- [WHAT THE EXERCISE ASKS]: Reproduce, verbatim, the entries below, beginning with the line that contains "locate the narrow" and continuing through the line that contains "0,0 -> 400,196", with both of those lines included.

- [TASK INPUTS]:

■ ■ ■ ■ ■ ■ ■

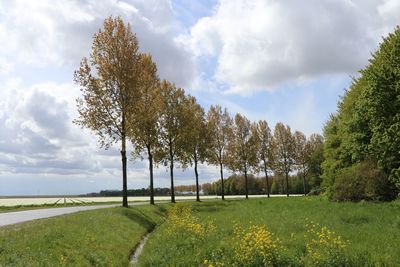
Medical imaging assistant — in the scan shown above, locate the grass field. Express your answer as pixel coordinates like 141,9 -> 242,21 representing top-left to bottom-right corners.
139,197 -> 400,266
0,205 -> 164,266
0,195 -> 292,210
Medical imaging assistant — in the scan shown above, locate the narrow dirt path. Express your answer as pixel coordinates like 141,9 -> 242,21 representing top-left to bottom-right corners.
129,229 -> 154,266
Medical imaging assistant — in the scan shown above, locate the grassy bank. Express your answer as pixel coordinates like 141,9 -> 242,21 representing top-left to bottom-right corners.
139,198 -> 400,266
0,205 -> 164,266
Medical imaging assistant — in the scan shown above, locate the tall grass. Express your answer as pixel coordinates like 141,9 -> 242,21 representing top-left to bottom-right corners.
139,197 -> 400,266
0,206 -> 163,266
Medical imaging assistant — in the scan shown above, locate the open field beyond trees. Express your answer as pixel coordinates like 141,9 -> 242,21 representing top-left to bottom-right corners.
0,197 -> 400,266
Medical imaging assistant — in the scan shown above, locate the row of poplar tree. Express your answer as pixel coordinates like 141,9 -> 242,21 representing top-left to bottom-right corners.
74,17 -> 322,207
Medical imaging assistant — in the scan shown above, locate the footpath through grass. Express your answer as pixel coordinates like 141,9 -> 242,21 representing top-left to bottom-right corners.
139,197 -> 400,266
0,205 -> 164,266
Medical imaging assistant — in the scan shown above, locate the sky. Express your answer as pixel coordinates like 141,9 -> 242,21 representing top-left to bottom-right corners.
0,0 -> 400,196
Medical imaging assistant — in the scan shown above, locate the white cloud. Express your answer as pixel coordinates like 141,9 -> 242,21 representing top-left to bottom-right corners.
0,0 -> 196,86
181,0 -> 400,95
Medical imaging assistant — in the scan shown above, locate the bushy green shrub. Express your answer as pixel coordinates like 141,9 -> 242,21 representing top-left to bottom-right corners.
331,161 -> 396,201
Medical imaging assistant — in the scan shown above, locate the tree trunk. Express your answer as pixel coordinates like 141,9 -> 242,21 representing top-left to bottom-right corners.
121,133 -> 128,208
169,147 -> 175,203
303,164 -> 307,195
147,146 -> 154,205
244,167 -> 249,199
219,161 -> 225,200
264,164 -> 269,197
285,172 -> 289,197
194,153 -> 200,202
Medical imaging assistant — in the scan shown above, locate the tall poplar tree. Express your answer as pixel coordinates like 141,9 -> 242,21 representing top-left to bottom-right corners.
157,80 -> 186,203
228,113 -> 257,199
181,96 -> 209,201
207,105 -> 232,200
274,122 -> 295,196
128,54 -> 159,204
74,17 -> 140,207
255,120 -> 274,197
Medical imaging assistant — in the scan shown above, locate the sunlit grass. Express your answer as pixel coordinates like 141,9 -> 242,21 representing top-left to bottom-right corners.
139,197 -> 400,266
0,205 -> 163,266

■ ■ ■ ■ ■ ■ ■

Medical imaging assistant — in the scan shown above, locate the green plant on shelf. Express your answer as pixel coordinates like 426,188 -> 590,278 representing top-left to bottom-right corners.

■ ■ ■ ■ ■ ■ ■

- [SOLUTION]:
Medical imaging assistant — in the scan shown above, locate the narrow dirt path. Express your answer as pixel coordinates like 141,9 -> 242,21 representing top-left to bottom-right corners.
129,229 -> 154,266
Medical imaging assistant — in the scan shown above, locate the grassy bank. Express your answer as pixel coordinates like 141,9 -> 242,21 representing top-left to bottom-right corners.
139,198 -> 400,266
0,205 -> 164,266
Medical imaging assistant — in the scan shown above, locate the tall grass. Express your answer as pixel coordinates like 141,9 -> 242,21 representing top-left to bottom-right corners.
139,197 -> 400,266
0,206 -> 163,266
Medical imaging assistant — in the scan shown above, locate the open field beyond trees. Express your answer as pixel coordinates like 141,9 -> 242,21 representing top-left to bottom-right corners.
0,197 -> 400,266
Medical imaging assistant — in the scan shown above, locate the row of poplar tree. Express your answer as pixel coordinates like 141,9 -> 242,21 representing top-left to bottom-right corners.
74,17 -> 322,207
Medical imaging assistant — in the scan shown above, locate the footpath through grass. Express your answer as pixel coordinates like 141,9 -> 242,21 representing top-left to bottom-right corners.
139,197 -> 400,266
0,205 -> 164,266
Medical imaging assistant — in the scan shown above, locate the sky. Express your answer as pixel coordinates like 141,9 -> 242,21 representing top-left to bottom-right corners.
0,0 -> 400,196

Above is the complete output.